▶ _Given instruction_
Using the passage on Walter Munk, explain how he ended up in La Jolla and came to physical oceanography.

▶ _Passage_
━━━━━━

Walter Munk revolutionized our understanding of the ocean and of Earth’s rotation. He synthesized observations, theory and empirical rules to solve problems both fundamental and practical — about waves, tides, mixing, circulation and more. His early work aided Allied beach landings in the Second World War, and from 1968 he was part of JASON, the elite group of scientists that advises the US government on military matters.
Gregarious and intuitive, he anticipated crucial, just-ripening questions — almost to the end of his long life. Decades later, many of them remain the focus of huge efforts across almost all of physical oceanography and much of geophysics. It is doubtful that anyone will again have such a generalist’s career. He loved going to sea, was adroit with mathematics, had a deep understanding of statistical significance and had a feeling for the ocean that, more than once, led him to the right answer despite mistakes along the way.
Born in Austria in 1917, Munk came from a Viennese banking family. After working in a New York bank, his story as a scientist began when he followed a girlfriend to La Jolla, California, in 1939. There, he discovered physical oceanography — in particular, the man who became his mentor and friend, Harald Sverdrup, who was director of the Scripps Institution of Oceanography, where Munk spent his career.

━━━━━━

▶ _Extracted data_
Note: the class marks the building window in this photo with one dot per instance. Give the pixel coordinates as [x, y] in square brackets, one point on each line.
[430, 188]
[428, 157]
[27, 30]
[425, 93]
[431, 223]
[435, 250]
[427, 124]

━━━━━━

▶ _Output below_
After working in a New York bank, Munk followed a girlfriend to La Jolla, California, in 1939. There he discovered physical oceanography and met Harald Sverdrup, the director of the Scripps Institution of Oceanography. Sverdrup became his mentor and friend, and Munk spent his career at Scripps.